Actions to take:
a: Could you reproduce, word for word, the passage of the Mars micro-rover article from "Named Endurance, the" to "investigate the planet."?
b: Can you continue the article about the Mars micro-rover past its final sentence?

Source:
+---+

Pioneering research carried out by Kingston University is helping to pave the way for a manned mission to Mars. A project team based at the University’s School of Engineering has developed a robotic micro-rover to travel the Martian surface to find out whether humans could live in the Red Planet’s hostile environment.


Named Endurance, the small self-propelled vehicle will be powered by the sun’s rays and equipped to drill beneath the surface to find out if life exists on Mars in the form of microbes. Sponsored by the European Space Agency, the research project is designed to improve the mobility and reliability of technology being used to investigate the planet.

Project leader Dr Alex Ellery said that, even though an actual manned mission to Mars was still many years away, the new vehicle could prove crucial in helping to determine the type of survival equipment needed in the future.

The biggest challenge Dr Ellery and his team have faced was working out how to build a vehicle that could travel across the hostile and rocky environment without tipping over. The planet’s gravity is about one third that on earth, which also makes mobile exploration difficult.

+---+

Dataset rows:
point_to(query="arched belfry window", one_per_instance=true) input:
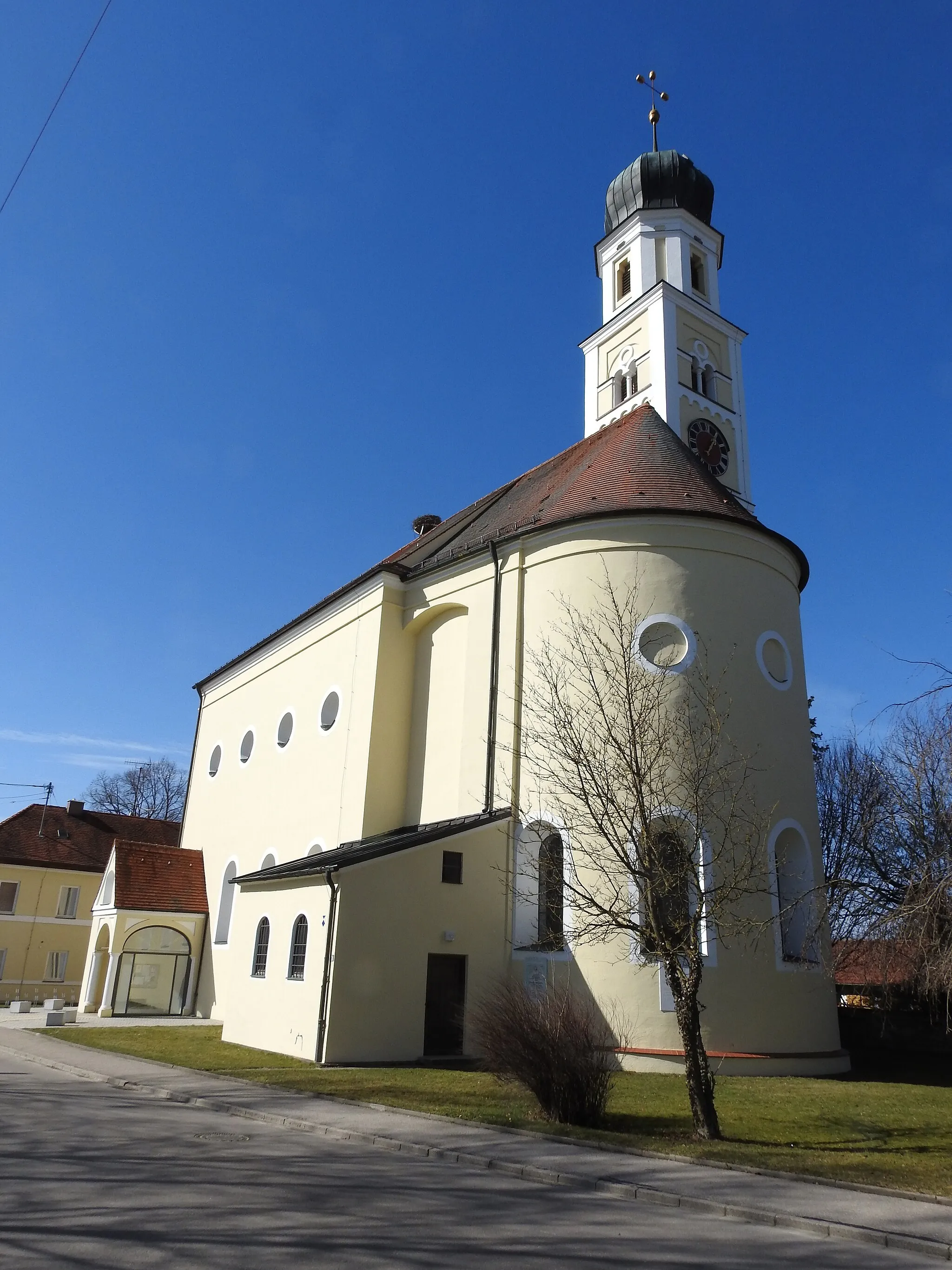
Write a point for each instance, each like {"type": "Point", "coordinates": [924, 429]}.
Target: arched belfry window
{"type": "Point", "coordinates": [551, 893]}
{"type": "Point", "coordinates": [299, 949]}
{"type": "Point", "coordinates": [259, 962]}
{"type": "Point", "coordinates": [622, 280]}
{"type": "Point", "coordinates": [625, 384]}
{"type": "Point", "coordinates": [225, 904]}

+---+

The answers:
a:
Named Endurance, the small self-propelled vehicle will be powered by the sun’s rays and equipped to drill beneath the surface to find out if life exists on Mars in the form of microbes. Sponsored by the European Space Agency, the research project is designed to improve the mobility and reliability of technology being used to investigate the planet.

b:
A vehicle on wheels would not provide enough control and stability, so the team has opted to use two single-loop tracks, similar to those on a military tank but with no bogey wheels and no separate links. “The tracks will be made of shape memory alloy. When distorted in any way, it immediately springs back to its original shape. Its other great advantage is that it withstands deformation as it goes over rocks while maintaining stability,” Dr Ellery said. Each alloy track will be looped around drive wheels and shock absorbers at the ends of the Endurance’s chassis. As a result, the drive wheels will be raised above the surface by a few centimetres, keeping the vehicle upright and out of harm’s way.

“The micro-rover is being developed to enable scientists to penetrate beneath the surface in search of life using a drill,” Dr Ellery said. “The surface of Mars is saturated with hydrogen peroxide - a strong and colourless substance that corrodes organic material. If there are signs of life, they will lie beneath this corrosive layer.”

A prototype of Endurance, packed with drilling and sample analysing equipment, is likely to be built this summer by defence company Qinetiq and German research agency DLR. It will weigh only 30kg to allow it to be transported and landed safely on the planet. If all goes according to plan, the Endurance vehicle will be loaded on to a rocket for the six-month journey to Mars either in 2009 or 2011.